▶ REQUIRED ACTIONS:
a – In the review of Emotional Chemistry, which three people does the Doctor meet who knew him before his amnesia?
b – Echo the stretch of the Emotional Chemistry review from "Tuesday 28 June" through "find each other?", word for word.

Tuesday 28 June 2011

Emotional Chemistry by Simon A. Forward

Plot: Just what is it that links Russia in 1812, 2024 and 5000? The Doctor, Fitz and Trix become embroiled in a dangerous tale of time travel and the lengths two people will go to for love. With so many years between them, will Dusha and Kinzhal tear the world apart to find each other?

Top Doc: Frustratingly the Doctor appears in about five (short) scenes until halfway through the book and considering the wealth of characters involved he feels horribly like an extra in his own series. Once he bursts in on Kinzhal, it feels like he has finally entered the book. Once he does get involved however the characterisation is as good as we have see lately, with a shocking trip down memory lane as he meets up with three people (Aphrodite, Bugayev and Kinzhal) who have all met him before his amnesia. He is always bothering the authorities and having a gun pointed at him, despite the novelty, is a familiar scene for the Doctor. His thinking is rarely able to keep up with his feet. His life has been touched by remarkable people lately. He lights up people’s lives with his eye, mind and thoughts. His battle of wills against Garudin is great because it shows how strong willed he is compared to everyone else in the book. When learning that people already have a preconception of who he is, he grows increasingly childish, refusing to conform to other people’s perception of him. He feels it undermines his sense of self. The idea of him defiantly arguing the case for the Magellan and their wish to break the rules and have a child feels so right. Even if he had his memories, would he care to remember them? He considers the possibility that maybe he is an alien with the ability to change his appearance. It is strange to see him so emotional, affected as he is by the strength of two extremely powerful empaths. Fitz admits that the Doctor shares a sort of chemistry with everyone.

Scruffy Git: Fitz falls in love again. Groan I hear you say but this time its different (like Book of the Still) because his desire for Aphrodite is reflected back at him and he is caught in the impossible situation of fighting his feelings for her sake (although technically this makes it failed romance number thirteen!). A very interesting take on the usual shagging he gets up to. He wonders at the end, when he makes his choice to free her if he has made a narrow escape or if he has thrown away the greatest opportunity for love in his life. For the Doctor’s assistant he is not very well informed and Bugayev compares him to Trix’s brilliant performance as Ms Atherton, thinking Fitz is a poor supporting actor, giving them both away immediately. He belongs backstage. It is surprising how a shapely figure can bring out his chivalrous side. A considers himself a selfish coward and admits temptation is far more likely to win him over than torture. He is not a space-time virgin and has unshakable loyalty for the Doctor. He isn’t sure if he counts Trix as a friend yet. Confronted with Garudin’s lustful thoughts he is ashamed of his own baser desires. There is a vulnerability about him that marks him as a protector and not a possessor. He has a soft heart and is genuinely charming. Impossible to think of as a man.

▶ SOURCE EXCERPT:
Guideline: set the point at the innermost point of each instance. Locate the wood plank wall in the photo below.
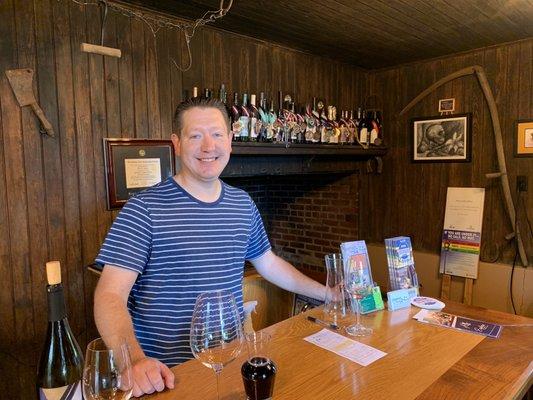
(409, 199)
(52, 193)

▶ RESULTS:
a – Aphrodite, Bugayev and Kinzhal

b –
Tuesday 28 June 2011

Emotional Chemistry by Simon A. Forward

Plot: Just what is it that links Russia in 1812, 2024 and 5000? The Doctor, Fitz and Trix become embroiled in a dangerous tale of time travel and the lengths two people will go to for love. With so many years between them, will Dusha and Kinzhal tear the world apart to find each other?